▶ **Excerpted text**:
The Melbourne Cricket Ground (MCG) is an Australian sports stadium located in Yarra Park in Melbourne, Victoria. The ground was established in 1853 and is the home ground of the Melbourne Cricket Club. It hosted the first match of Test cricket played and has been used for a variety of sports, including acting as the central venue for the 1956 Summer Olympic Games and 2006 Commonwealth Games. It has a spectator capacity of over 90,000, reduced from around 125,000 prior to redevelopments begun in the 1980s, and has been described as "Australia's premier sporting venue". The ground hosted the first One Day International in 1971 and its first Twenty20 International (T20I) in 2008 when both a men's and a women's T20I was played on the same day. The first women's international on the ground was played in 1935 and women's ODI cricket has been played on the ground. It has hosted the finals of the 1988 Women's Cricket World Cup, the 1992 and 2015 Men's World Cups, the 2020 ICC Women's T20 World Cup and will host the final of the 2020 ICC Men's T20 World Cup.

▶ **Set of tasks**:
**1)** In what year was the ground established, according to the passage about the Melbourne Cricket Ground?
**2)** Continue the passage about the Melbourne Cricket Ground, starting after its last sentence.
The rows have no connection to the passage about the Melbourne Cricket Ground.

▶ **Coordinate annotation entries**:
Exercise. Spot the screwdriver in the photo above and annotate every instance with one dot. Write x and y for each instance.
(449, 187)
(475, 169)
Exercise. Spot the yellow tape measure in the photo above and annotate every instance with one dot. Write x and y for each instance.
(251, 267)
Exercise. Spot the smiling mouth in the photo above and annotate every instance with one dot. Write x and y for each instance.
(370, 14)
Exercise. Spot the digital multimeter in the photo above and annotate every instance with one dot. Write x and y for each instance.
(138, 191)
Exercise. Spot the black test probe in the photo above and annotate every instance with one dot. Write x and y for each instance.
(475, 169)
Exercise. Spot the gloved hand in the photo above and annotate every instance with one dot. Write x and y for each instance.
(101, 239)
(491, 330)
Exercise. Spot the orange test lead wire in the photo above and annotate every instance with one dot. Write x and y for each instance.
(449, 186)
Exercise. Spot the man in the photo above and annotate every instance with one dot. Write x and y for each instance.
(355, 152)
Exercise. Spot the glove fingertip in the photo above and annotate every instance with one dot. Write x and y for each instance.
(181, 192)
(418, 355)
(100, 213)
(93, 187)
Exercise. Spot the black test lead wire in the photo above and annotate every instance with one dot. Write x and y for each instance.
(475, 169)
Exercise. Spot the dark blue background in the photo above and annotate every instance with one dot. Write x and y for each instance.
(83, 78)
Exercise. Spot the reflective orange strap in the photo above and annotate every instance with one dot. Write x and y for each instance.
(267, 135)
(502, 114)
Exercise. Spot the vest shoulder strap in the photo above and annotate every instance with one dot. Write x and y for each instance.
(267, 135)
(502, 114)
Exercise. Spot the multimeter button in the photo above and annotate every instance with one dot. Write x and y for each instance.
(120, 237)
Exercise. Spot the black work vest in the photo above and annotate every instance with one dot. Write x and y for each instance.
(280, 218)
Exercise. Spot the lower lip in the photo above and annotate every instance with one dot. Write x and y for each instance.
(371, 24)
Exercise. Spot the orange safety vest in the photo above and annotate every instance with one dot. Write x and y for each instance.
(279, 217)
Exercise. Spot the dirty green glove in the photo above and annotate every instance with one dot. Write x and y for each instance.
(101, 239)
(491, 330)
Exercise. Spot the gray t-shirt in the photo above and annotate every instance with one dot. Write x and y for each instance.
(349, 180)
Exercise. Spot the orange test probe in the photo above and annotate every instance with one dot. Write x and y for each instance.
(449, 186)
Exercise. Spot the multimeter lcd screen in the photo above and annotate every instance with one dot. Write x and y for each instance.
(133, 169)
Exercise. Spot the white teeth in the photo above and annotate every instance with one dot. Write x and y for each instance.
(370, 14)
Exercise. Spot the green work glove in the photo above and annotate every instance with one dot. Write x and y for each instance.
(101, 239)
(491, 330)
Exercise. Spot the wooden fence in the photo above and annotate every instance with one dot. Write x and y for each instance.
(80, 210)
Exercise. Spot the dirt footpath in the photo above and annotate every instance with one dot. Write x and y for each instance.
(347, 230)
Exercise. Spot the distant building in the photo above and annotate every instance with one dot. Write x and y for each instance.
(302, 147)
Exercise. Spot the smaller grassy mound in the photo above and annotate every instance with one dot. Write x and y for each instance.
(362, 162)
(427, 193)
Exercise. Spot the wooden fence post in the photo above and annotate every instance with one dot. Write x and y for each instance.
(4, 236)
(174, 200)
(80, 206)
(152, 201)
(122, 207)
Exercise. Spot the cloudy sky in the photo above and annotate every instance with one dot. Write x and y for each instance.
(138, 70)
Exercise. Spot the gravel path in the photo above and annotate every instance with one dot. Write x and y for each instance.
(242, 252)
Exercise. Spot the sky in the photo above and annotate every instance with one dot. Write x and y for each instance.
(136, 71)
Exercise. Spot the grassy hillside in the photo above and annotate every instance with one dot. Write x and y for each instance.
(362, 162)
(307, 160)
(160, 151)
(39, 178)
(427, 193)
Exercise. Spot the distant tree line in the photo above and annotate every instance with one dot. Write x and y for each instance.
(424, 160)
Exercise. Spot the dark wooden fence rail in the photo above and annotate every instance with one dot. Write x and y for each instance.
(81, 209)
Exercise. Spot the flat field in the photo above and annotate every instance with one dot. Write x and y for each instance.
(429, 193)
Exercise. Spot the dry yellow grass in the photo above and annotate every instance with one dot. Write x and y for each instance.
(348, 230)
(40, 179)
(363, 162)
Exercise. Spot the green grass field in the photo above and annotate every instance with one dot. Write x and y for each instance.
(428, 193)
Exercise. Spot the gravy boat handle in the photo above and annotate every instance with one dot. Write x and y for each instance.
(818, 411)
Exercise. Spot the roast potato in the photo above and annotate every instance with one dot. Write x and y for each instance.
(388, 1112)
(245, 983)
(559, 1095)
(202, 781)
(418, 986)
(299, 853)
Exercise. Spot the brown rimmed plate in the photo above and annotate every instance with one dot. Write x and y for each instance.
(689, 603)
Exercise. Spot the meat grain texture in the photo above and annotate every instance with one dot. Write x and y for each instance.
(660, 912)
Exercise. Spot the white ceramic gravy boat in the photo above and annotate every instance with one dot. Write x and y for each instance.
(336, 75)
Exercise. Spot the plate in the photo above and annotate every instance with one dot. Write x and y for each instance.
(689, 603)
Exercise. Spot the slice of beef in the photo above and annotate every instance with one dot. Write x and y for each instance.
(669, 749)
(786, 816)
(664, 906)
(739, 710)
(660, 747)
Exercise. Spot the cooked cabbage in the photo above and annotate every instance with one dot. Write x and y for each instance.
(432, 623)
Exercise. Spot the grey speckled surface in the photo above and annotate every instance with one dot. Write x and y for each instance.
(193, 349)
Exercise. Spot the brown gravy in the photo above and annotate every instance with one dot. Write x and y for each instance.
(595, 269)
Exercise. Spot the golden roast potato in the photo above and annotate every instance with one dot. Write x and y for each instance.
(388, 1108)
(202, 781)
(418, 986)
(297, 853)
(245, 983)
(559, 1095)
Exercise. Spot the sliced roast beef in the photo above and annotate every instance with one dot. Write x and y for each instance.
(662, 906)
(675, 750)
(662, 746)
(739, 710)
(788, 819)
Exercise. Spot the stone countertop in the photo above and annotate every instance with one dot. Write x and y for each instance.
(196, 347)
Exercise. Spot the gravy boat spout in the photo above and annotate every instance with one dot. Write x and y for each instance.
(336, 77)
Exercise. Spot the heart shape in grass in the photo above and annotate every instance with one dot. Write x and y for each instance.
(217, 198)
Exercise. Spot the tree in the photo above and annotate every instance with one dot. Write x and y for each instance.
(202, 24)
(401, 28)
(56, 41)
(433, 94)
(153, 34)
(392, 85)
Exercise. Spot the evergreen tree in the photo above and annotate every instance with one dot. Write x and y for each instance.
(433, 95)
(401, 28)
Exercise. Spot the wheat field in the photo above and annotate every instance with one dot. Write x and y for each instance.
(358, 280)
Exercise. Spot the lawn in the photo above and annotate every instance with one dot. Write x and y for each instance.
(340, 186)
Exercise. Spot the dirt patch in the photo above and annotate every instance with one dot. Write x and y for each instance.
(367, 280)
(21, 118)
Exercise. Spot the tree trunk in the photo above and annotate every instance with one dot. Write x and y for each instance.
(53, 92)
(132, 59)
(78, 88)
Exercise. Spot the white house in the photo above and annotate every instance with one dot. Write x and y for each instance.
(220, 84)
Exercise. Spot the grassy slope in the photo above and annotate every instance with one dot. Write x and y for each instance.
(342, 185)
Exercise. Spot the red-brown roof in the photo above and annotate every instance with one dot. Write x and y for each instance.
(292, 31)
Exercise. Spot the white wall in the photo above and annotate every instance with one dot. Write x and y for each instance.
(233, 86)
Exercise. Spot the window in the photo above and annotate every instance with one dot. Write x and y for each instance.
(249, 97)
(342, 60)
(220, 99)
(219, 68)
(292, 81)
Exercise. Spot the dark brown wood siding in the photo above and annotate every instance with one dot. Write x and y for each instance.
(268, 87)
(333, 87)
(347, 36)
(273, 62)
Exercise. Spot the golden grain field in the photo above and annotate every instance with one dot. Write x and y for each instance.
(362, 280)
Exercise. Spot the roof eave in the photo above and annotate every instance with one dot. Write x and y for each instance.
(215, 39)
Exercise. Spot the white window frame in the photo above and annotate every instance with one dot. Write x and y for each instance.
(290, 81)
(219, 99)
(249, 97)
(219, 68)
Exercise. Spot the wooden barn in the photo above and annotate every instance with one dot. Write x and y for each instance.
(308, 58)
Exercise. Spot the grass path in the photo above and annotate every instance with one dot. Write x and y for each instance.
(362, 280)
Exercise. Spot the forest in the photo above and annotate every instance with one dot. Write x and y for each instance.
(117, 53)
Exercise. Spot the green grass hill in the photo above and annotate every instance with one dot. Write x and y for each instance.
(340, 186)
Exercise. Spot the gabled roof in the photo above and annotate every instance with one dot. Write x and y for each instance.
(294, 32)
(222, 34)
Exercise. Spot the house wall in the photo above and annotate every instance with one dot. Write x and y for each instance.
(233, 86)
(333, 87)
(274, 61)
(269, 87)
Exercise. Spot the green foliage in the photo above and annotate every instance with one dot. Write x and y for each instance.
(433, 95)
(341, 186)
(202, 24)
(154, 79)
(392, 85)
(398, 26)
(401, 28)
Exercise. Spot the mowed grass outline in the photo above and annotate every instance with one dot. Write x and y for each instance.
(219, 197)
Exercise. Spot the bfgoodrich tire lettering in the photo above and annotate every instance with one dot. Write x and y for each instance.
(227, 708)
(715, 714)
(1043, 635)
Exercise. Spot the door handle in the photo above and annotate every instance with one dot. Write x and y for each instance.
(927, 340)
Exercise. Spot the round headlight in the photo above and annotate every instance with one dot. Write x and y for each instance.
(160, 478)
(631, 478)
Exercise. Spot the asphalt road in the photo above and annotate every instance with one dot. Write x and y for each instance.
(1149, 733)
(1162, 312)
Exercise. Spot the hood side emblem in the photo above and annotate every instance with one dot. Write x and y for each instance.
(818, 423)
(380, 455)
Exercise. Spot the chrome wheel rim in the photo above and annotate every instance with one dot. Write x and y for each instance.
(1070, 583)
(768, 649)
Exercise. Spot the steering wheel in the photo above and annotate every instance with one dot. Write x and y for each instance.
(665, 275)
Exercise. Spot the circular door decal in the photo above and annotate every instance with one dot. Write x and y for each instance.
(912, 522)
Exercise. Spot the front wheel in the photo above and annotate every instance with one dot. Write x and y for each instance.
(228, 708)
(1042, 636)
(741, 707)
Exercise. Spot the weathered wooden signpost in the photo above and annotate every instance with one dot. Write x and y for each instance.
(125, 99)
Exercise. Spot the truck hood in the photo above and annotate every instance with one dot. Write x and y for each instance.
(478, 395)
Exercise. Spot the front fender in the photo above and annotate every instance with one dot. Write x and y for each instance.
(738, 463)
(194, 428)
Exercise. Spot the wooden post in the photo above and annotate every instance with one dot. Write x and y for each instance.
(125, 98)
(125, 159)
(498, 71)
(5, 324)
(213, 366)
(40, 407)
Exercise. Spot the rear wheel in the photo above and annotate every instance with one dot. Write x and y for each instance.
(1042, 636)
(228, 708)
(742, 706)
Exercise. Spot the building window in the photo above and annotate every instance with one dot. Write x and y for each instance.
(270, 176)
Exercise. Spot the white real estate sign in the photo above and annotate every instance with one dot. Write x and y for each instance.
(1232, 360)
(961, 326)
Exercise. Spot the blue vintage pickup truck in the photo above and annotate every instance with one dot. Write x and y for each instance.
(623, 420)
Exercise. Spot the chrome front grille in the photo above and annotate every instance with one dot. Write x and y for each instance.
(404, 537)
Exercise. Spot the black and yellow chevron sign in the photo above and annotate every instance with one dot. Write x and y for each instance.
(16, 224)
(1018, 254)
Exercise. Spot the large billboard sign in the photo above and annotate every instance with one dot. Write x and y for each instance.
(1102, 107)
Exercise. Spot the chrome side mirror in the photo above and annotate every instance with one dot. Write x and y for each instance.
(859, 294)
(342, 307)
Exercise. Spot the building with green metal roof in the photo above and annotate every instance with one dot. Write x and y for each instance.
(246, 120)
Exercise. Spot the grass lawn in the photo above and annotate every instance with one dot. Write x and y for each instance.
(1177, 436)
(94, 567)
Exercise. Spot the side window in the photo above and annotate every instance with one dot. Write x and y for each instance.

▶ **Set of answers**:
**1)** 1853

**2)**
In cricket, a five-wicket haul (also known as a "five-for" or "fifer") refers to a bowler taking five or more wickets in a single innings. This is regarded as a notable achievement. This article details the five-wicket hauls taken on the ground in official international Test and One Day International matches.

The first five-wicket hauls in international cricket were taken in the 1877 Test match at the MCG. Three bowlers took five wickets in an innings in the match, Australia's Billy Midwinter taking the first five-wicket haul in the second innings of the match. England's Alfred Shaw and Australia's Tom Kendall also took five-wicket hauls during the match. The best bowling figures in a Test match innings on the ground are the nine wickets for the cost of 86 runs (9/86) taken by Pakistan's Sarfraz Nawaz against Australia in 1979 in what was described by Wisden as "one of the greatest bowling feats in the history of Test cricket". The best bowling on the ground by an Australian is the 9/121 taken by Arthur Mailey against England in 1921. Australia's Peggy Antonio took the only five-wicket haul in women's international cricket on the ground in 1934 in a Test match against England.

The first five-wicket haul in an ODI on the ground was taken by Pakistan's Abdul Qadir against Australia in 1984. The best ODI bowling figures at the MCG are the 6/42 taken by both Ajit Agarkar in 2004 and Yuzvendra Chahal in 2019. At the time these were the best bowling figures in an ODI in Australia.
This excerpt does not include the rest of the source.